#### Short exercise:
Report every line in the data below that contains the string "sleeve". Copy each of those lines in full.

#### Excerpts from a detection dataset:
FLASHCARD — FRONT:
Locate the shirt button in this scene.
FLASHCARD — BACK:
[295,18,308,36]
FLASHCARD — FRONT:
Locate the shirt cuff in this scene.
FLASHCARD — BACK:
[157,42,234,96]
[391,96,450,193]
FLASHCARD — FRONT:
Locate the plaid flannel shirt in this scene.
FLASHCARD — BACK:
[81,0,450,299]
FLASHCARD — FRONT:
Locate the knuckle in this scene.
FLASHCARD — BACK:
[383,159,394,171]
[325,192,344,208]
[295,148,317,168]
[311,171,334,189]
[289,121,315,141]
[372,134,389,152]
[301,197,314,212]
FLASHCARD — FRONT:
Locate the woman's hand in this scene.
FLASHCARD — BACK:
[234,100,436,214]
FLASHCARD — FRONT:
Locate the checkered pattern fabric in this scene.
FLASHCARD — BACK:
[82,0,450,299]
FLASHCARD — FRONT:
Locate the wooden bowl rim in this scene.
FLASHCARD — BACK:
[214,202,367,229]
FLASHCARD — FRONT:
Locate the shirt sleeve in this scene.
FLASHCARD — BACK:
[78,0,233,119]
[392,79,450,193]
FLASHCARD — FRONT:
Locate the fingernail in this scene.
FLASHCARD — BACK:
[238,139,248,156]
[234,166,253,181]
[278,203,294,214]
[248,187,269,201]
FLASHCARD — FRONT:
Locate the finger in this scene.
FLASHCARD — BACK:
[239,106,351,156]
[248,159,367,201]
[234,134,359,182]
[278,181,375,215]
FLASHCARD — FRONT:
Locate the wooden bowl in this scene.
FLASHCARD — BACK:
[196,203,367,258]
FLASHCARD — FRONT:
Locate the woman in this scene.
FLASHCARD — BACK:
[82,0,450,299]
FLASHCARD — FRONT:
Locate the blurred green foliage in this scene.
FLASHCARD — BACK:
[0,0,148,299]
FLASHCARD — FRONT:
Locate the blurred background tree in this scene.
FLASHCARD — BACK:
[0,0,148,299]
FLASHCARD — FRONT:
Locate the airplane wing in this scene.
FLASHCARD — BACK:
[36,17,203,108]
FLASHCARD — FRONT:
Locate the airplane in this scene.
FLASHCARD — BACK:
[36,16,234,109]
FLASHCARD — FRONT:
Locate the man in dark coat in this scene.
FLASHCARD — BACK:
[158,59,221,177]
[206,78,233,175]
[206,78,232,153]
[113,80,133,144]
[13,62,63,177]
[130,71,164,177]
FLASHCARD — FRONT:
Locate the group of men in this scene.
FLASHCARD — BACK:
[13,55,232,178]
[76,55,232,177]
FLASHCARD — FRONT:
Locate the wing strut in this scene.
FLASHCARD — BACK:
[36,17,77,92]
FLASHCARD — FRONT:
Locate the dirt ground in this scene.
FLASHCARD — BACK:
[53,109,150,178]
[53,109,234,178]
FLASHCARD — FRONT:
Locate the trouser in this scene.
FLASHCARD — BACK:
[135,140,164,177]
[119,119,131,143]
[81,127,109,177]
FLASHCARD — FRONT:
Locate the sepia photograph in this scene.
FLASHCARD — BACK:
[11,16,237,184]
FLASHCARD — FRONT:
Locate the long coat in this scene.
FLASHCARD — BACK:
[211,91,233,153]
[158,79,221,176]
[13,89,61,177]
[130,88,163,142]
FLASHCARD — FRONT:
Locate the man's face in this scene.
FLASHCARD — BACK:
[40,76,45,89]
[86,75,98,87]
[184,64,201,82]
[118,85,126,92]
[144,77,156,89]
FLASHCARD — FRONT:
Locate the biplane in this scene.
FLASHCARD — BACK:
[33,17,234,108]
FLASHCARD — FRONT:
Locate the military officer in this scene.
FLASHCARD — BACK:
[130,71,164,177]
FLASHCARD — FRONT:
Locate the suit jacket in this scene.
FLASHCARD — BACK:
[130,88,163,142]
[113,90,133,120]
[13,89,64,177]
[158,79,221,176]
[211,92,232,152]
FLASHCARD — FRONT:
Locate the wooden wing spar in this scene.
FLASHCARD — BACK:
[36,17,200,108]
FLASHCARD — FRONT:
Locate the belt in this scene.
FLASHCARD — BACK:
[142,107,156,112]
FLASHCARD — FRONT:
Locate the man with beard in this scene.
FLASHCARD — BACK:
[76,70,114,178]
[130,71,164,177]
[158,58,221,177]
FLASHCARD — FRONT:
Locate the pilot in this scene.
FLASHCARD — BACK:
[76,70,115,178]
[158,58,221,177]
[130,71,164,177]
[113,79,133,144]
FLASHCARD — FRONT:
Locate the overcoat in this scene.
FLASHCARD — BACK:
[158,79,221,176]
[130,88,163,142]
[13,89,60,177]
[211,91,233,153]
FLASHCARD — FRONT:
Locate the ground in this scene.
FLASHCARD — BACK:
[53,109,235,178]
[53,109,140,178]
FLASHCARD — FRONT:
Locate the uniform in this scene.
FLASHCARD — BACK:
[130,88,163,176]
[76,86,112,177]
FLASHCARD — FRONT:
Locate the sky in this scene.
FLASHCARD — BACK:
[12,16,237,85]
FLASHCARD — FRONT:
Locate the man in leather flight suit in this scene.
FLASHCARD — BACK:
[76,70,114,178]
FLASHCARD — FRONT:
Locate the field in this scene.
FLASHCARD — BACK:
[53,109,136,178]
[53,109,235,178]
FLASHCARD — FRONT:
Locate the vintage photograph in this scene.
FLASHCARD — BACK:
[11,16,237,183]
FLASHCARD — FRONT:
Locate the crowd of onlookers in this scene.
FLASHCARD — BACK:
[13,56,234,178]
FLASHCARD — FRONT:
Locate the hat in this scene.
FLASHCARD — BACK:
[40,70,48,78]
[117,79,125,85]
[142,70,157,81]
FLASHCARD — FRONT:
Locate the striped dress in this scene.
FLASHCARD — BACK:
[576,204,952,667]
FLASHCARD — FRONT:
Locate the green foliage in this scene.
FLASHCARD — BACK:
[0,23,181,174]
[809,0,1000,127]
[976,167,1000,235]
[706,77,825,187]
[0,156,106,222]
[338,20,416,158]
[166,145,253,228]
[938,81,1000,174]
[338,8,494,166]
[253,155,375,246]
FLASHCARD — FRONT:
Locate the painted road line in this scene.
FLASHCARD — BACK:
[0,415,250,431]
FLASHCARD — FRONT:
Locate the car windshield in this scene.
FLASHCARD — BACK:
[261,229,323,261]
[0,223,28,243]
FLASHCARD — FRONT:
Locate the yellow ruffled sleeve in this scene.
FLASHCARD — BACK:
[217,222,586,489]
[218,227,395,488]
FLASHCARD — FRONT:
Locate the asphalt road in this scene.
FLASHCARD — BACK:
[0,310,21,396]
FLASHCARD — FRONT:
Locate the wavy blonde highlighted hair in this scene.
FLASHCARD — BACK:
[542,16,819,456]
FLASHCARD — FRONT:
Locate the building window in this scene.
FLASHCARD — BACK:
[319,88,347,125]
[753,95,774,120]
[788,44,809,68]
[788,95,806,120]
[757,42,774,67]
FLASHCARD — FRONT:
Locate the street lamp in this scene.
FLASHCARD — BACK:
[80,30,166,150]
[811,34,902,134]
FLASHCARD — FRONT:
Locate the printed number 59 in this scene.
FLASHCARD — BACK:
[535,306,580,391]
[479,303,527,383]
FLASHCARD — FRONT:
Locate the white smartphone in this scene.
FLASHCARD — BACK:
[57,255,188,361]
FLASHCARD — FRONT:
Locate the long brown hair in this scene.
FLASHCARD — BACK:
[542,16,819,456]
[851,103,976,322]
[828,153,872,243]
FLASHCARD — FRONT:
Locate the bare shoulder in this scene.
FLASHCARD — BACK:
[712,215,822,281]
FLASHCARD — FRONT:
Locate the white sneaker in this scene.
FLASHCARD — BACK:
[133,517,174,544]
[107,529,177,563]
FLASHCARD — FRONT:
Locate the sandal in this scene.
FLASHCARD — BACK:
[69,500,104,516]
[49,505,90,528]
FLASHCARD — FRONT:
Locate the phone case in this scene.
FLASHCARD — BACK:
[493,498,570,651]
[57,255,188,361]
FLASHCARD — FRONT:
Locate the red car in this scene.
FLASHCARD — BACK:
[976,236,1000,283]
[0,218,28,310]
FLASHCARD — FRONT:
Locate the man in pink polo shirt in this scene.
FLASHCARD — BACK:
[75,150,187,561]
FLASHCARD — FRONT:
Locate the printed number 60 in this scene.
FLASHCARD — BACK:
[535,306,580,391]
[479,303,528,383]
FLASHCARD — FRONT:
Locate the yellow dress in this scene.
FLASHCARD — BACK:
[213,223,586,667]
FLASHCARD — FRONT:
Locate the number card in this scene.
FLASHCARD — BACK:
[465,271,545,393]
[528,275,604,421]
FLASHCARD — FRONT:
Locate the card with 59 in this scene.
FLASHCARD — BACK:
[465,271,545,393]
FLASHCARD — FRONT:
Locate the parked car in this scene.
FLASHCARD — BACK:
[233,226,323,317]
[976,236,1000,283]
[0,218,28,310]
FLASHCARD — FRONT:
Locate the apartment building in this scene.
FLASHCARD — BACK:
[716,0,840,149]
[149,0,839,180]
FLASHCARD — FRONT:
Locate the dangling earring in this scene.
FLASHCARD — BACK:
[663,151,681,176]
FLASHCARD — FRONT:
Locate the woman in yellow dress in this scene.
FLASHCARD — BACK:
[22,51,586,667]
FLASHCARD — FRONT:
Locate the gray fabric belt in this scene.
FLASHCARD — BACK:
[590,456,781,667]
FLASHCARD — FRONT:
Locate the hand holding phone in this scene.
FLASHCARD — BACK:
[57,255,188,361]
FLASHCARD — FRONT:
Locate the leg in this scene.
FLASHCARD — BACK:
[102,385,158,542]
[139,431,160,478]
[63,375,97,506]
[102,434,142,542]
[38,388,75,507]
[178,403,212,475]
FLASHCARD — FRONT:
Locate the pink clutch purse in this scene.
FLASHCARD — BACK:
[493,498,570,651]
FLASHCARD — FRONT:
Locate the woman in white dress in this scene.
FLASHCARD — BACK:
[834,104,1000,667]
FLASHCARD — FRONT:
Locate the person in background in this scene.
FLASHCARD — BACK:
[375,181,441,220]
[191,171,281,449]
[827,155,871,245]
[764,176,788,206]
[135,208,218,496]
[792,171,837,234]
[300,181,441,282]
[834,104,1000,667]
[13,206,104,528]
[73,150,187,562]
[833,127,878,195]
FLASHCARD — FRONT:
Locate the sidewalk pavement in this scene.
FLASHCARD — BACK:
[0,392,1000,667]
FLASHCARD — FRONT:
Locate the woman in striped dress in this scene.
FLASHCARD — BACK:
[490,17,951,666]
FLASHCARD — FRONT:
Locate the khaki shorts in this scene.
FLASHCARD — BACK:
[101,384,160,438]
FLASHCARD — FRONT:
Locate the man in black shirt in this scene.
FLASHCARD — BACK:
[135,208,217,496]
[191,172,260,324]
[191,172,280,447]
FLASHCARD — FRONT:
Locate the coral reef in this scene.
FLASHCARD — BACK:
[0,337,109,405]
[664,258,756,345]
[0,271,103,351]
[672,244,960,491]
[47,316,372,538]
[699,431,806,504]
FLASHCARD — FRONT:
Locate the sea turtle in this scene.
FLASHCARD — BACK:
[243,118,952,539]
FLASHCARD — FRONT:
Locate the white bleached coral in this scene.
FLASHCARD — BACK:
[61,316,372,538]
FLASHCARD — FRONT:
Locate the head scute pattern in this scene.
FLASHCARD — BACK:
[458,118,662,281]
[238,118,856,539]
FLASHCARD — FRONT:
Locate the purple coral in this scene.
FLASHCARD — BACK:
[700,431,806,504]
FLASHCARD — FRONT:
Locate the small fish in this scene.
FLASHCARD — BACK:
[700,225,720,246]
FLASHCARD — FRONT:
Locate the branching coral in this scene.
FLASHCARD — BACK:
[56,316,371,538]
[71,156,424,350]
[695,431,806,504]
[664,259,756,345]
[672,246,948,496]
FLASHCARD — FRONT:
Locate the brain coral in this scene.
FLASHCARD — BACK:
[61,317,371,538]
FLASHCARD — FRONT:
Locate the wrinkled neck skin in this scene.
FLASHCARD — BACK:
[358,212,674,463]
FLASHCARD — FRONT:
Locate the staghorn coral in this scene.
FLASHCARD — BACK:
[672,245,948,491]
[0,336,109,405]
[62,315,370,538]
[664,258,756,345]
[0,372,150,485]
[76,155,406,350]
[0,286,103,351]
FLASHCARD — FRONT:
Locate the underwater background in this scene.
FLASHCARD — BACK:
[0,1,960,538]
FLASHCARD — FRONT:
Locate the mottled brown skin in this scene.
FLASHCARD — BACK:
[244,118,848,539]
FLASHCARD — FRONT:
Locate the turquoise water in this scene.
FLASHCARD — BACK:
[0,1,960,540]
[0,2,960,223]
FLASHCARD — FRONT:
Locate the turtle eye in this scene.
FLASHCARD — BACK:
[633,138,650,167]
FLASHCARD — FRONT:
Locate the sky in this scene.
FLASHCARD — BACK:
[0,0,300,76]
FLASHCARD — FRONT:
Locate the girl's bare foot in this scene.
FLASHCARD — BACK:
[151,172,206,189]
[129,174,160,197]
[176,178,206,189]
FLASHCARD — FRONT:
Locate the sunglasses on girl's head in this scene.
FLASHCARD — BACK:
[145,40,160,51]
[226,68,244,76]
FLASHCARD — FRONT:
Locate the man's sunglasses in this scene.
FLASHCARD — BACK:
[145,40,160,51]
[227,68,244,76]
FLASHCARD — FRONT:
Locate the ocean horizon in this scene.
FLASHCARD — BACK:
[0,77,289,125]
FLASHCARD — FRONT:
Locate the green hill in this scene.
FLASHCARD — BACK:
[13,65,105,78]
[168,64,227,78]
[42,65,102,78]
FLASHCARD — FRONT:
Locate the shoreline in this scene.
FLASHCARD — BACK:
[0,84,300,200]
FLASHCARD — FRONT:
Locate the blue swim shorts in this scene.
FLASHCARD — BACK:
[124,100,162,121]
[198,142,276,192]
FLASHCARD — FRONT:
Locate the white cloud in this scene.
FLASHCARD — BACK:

#### Full solution:
Locate the shirt sleeve in this scene.
Locate the yellow ruffled sleeve in this scene.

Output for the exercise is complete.